Write out each line of the listing as it stands, without the images.

## RECORDS FOR THIS EXERCISE
-.-.-

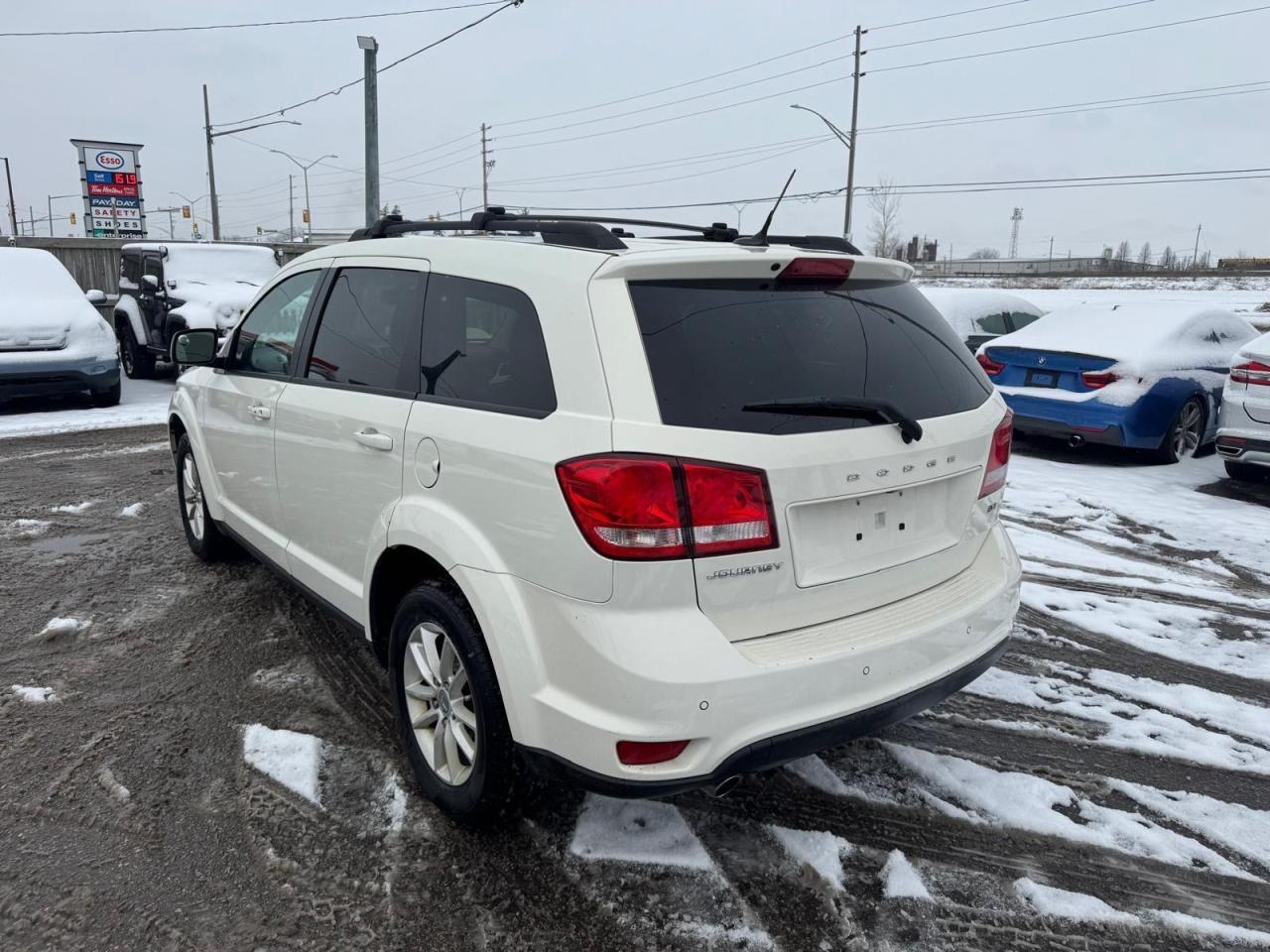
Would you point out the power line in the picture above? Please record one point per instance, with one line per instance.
(948, 16)
(1071, 40)
(504, 5)
(244, 26)
(1012, 26)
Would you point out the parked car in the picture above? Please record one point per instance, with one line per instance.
(1243, 428)
(645, 513)
(53, 338)
(176, 286)
(979, 315)
(1146, 376)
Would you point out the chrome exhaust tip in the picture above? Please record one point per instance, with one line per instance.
(725, 785)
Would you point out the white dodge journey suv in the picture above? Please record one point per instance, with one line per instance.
(651, 513)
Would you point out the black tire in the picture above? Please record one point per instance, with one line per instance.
(494, 775)
(1178, 444)
(204, 538)
(109, 397)
(1246, 472)
(137, 362)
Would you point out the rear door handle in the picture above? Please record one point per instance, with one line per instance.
(372, 438)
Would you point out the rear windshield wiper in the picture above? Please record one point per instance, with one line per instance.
(860, 408)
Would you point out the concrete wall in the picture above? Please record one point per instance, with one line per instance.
(94, 263)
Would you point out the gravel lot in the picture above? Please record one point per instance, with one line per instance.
(1119, 754)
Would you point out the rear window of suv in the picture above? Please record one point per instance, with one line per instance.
(715, 345)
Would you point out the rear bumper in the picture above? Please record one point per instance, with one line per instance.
(585, 675)
(772, 752)
(54, 377)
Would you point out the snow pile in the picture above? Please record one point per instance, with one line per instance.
(75, 508)
(1065, 904)
(33, 696)
(899, 880)
(968, 309)
(636, 832)
(213, 284)
(1025, 802)
(818, 849)
(291, 758)
(54, 627)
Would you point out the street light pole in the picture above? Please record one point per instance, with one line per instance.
(848, 141)
(211, 166)
(371, 48)
(305, 169)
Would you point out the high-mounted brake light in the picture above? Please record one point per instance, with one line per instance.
(817, 270)
(1251, 372)
(991, 367)
(651, 507)
(998, 456)
(1096, 380)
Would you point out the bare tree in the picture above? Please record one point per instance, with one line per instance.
(884, 200)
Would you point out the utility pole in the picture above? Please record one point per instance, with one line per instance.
(855, 113)
(485, 166)
(211, 169)
(13, 211)
(370, 46)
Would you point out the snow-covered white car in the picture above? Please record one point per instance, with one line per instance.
(978, 315)
(1146, 376)
(1243, 429)
(53, 338)
(166, 287)
(651, 513)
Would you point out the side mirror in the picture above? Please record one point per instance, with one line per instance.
(193, 347)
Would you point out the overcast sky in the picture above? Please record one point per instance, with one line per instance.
(561, 56)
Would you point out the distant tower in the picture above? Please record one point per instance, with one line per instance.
(1014, 232)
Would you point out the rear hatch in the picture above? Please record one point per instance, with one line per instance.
(862, 516)
(1047, 370)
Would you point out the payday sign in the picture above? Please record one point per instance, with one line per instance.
(111, 184)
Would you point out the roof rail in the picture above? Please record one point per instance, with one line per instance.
(572, 234)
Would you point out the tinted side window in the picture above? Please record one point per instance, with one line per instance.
(368, 325)
(483, 344)
(993, 322)
(267, 336)
(715, 347)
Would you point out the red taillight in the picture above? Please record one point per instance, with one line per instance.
(1251, 372)
(649, 752)
(991, 367)
(817, 270)
(645, 507)
(729, 509)
(998, 457)
(626, 507)
(1096, 380)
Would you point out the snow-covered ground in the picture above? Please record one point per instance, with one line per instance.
(144, 402)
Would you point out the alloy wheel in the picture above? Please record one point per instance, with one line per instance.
(1191, 425)
(440, 703)
(191, 497)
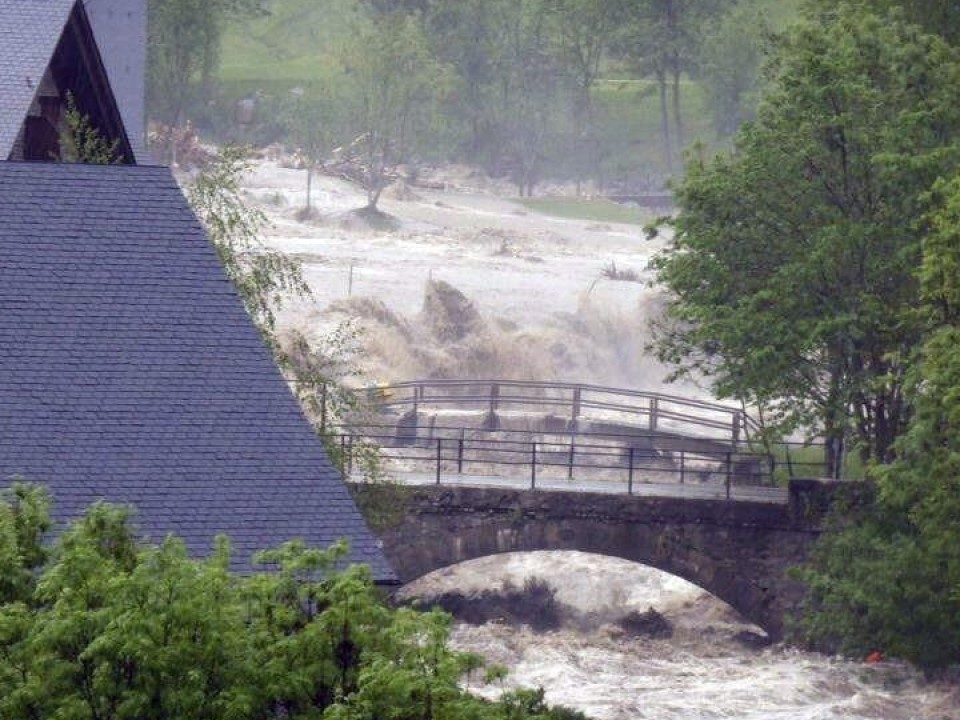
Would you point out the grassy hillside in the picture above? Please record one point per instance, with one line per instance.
(298, 39)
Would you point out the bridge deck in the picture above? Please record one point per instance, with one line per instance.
(689, 491)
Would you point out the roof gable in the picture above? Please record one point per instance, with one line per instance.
(47, 51)
(129, 370)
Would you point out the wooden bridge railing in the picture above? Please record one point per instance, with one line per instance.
(456, 452)
(575, 402)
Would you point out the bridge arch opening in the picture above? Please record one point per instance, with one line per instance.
(588, 591)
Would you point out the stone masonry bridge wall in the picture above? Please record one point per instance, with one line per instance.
(738, 551)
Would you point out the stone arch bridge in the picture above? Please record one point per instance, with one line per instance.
(737, 550)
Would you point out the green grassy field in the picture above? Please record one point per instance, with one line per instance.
(298, 40)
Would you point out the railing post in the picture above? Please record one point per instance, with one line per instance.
(729, 478)
(533, 465)
(323, 407)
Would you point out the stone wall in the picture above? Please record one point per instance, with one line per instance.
(738, 551)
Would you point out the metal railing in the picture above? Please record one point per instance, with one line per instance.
(533, 459)
(574, 402)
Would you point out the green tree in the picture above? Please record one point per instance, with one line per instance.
(184, 49)
(82, 142)
(729, 64)
(263, 277)
(314, 128)
(937, 17)
(397, 85)
(660, 39)
(110, 630)
(791, 276)
(529, 89)
(891, 581)
(583, 31)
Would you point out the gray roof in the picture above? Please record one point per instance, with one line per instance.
(120, 27)
(29, 31)
(129, 370)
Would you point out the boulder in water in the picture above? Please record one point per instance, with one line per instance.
(448, 313)
(648, 624)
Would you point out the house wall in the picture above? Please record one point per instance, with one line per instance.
(120, 27)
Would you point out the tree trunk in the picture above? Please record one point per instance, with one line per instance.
(665, 134)
(677, 117)
(309, 185)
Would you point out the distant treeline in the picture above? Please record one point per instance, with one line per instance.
(608, 91)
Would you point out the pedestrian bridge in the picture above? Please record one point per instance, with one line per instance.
(737, 549)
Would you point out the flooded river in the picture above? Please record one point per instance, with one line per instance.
(703, 671)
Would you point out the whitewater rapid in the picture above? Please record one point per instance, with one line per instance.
(701, 672)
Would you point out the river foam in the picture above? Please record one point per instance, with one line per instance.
(702, 672)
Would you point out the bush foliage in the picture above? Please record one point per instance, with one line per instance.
(97, 626)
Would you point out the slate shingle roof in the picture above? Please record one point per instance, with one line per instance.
(129, 370)
(120, 28)
(29, 31)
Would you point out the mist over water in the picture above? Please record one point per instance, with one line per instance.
(701, 672)
(548, 313)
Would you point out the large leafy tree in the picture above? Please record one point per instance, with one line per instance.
(184, 50)
(397, 86)
(661, 39)
(892, 580)
(583, 31)
(791, 275)
(105, 629)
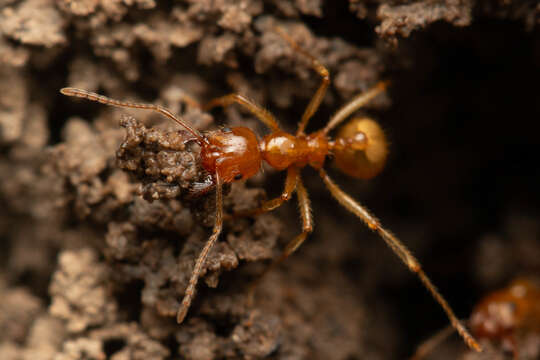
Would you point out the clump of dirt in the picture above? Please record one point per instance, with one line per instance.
(101, 228)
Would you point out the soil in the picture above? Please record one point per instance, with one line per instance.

-.-.-

## EXERCISE RESPONSE
Would you point out the power line in the picture above? Please record one point per instance, with one line per instance.
(948, 16)
(1071, 40)
(504, 5)
(244, 26)
(1012, 26)
Would you point out the parked car in the picture above? Please record one point per instance, with one line per instance.
(1243, 428)
(645, 513)
(53, 338)
(176, 286)
(979, 315)
(1146, 376)
Would you point out the chrome exhaust tip in the picture above? Please record one point per instance, with one line per instance.
(725, 785)
Would you point out the white dodge journey suv in the picture above? Please record one point per instance, with one line per instance.
(651, 513)
Would you point out the black tire in the picture above? Please record one point per instance, with one line per instance.
(494, 775)
(1178, 444)
(204, 538)
(109, 397)
(1246, 472)
(137, 362)
Would you point out the rear door handle in the picture above? Please record one point per instance, with one line per instance.
(372, 438)
Would you point out the rear windshield wiper in the picture above? Please record one point per instance, with one line per instance.
(860, 408)
Would you point out the concrete wall in the picture above? Please record one point per instance, with one line per instance.
(94, 263)
Would you point out the gravel lot in the picture above? Please record one point per instance, with one line per instance.
(1119, 754)
Would you point out the rear window of suv in the picture above? Please record one point per instance, with one line per instance.
(715, 345)
Would you point out the rear bumper in the picture above? Please record one point per instance, with one line per instance.
(585, 675)
(772, 752)
(54, 377)
Would you point out the snow pile in the picture above? Please record one point per instance, with one line per instance.
(75, 508)
(1065, 904)
(33, 696)
(899, 880)
(968, 309)
(636, 832)
(213, 284)
(1025, 802)
(818, 849)
(291, 758)
(54, 627)
Would you point out the street light pole in the picture above? Please record one point per instance, with one line per instance.
(848, 141)
(211, 166)
(371, 48)
(305, 169)
Would you point out the high-mounted brake light in the picture above? Please record one point per instance, with one line per instance.
(817, 270)
(1251, 372)
(991, 367)
(651, 507)
(998, 456)
(1096, 380)
Would you point out the bare tree in the picture above? Please record one point per instance, with one line per instance.
(884, 200)
Would you point out the utility pole in the picture above? Please record one point per instance, with one line per instance.
(855, 113)
(485, 166)
(211, 169)
(13, 211)
(370, 46)
Would you point out the snow-covered white car in the picture above? Please record one point per instance, with one line per instance.
(978, 315)
(1146, 376)
(1243, 429)
(53, 338)
(166, 287)
(651, 513)
Would you point out the side mirror in the picture above? Please record one point per instance, with one line per instance.
(193, 347)
Would you point out the overcast sky in the picture above? Please record one point per instance, with one line per instance.
(561, 56)
Would you point out the distant tower in the picture above? Please record one point per instance, with one line per instance.
(1014, 232)
Would you point out the rear hatch in the picture above? Please record one point per instance, with one line per instance.
(862, 516)
(1047, 370)
Would you point out the payday sign in the picture above? Please record one point per instance, with one line per instance.
(111, 184)
Would you point out the roof rail in the picture above? Please record one point per instance, with one line per instance.
(572, 234)
Would you point out the tinted side window in the picture above? Please record one point per instance, with one line per instance.
(368, 325)
(483, 344)
(993, 322)
(267, 336)
(715, 347)
Would you point out the red taillight in the picture above? Please record one point per instance, with one line per instance.
(1251, 372)
(649, 752)
(991, 367)
(817, 270)
(645, 507)
(729, 509)
(998, 457)
(626, 507)
(1096, 380)
Would you point out the snow-covered ground in the picture above? Please record one point per instance, with one line per instance.
(144, 402)
Would you point out the alloy wheel in the picture above? Please record one point per instance, with one line per instance.
(1191, 425)
(440, 703)
(191, 497)
Would you point out the grassy hillside in the picture above? Please record one point per instance, with one line per instance.
(298, 39)
Would you point out the bridge deck in the picture above? Please record one point per instance, with one line per instance.
(689, 491)
Would you point out the roof gable in the picture above? Please record one point per instance, with one line per instance.
(47, 51)
(129, 370)
Would you point out the wooden bridge railing in the picture above? Please record one point per instance, with one line per instance.
(456, 452)
(575, 402)
Would you point out the bridge arch opening in the picture above? Please record one point per instance, with one line per instance.
(588, 591)
Would you point out the stone masonry bridge wall in the picture above? Please record one point per instance, with one line per instance.
(738, 551)
Would you point out the stone arch bridge in the picture above? Please record one point per instance, with one line per instance.
(737, 550)
Would you point out the green grassy field in the picture above? Please record one point per instance, with one line per instance.
(298, 40)
Would you point out the railing post in the picture above? Please record one point per instance, with one line per instance.
(729, 478)
(533, 465)
(323, 407)
Would you point out the stone wall in the picture above? Please record one point per instance, with one line per instance.
(738, 551)
Would you point out the metal railing in the picture above? Please record one point per instance, with one line per instance.
(533, 459)
(574, 402)
Would you point out the green tree in the picture above? Please record one point per instance, with one line per instance.
(184, 49)
(82, 142)
(729, 64)
(263, 277)
(314, 128)
(937, 17)
(397, 85)
(660, 39)
(110, 630)
(791, 276)
(529, 89)
(891, 581)
(583, 31)
Would you point out the gray roof in the picture above? Please record one point per instance, with one line per instance.
(120, 27)
(29, 31)
(129, 370)
Would you point out the boulder in water in the picture above? Please record one point per instance, with one line per instance.
(448, 313)
(648, 624)
Would you point out the house wall in the picture above? Please record one point per instance, with one line per instance.
(120, 27)
Would you point out the tree trunk in the picture above? Please record one point per instance, with one line per instance.
(665, 134)
(677, 117)
(309, 185)
Would you point out the distant treeline in the picture above? Please record one point per instance, with one line per instance.
(608, 91)
Would you point out the pedestrian bridge in the picture above? Please record one point per instance, with one line per instance.
(737, 549)
Would you point out the flooded river in the picture above? Please record one point per instance, with one line per instance.
(703, 671)
Would you point out the whitewater rapid in the picture above? Please record one point per instance, with one line per instance.
(701, 672)
Would you point out the river foam in the picture above? Please record one point per instance, with one line per instance.
(702, 672)
Would you point out the bush foliage in the picture above? Please record one point per instance, with one line per instance.
(97, 626)
Would you point out the slate shingle roof in the picture above? Please record one point per instance, with one line per instance.
(129, 370)
(120, 28)
(29, 31)
Would you point out the mist over water in the picture above? Please record one point per instance, with one line per instance.
(701, 672)
(548, 313)
Would you point out the large leafy tree in the picture above? Please record one point per instance, with one line per instance.
(184, 50)
(397, 86)
(661, 39)
(892, 580)
(583, 31)
(791, 275)
(105, 629)
Would you point out the clump of dirt in the picture above? Please record one point per instance, with one line per instance.
(101, 228)
Would you point out the soil in the picture above? Please record one point per instance, with one line per instance.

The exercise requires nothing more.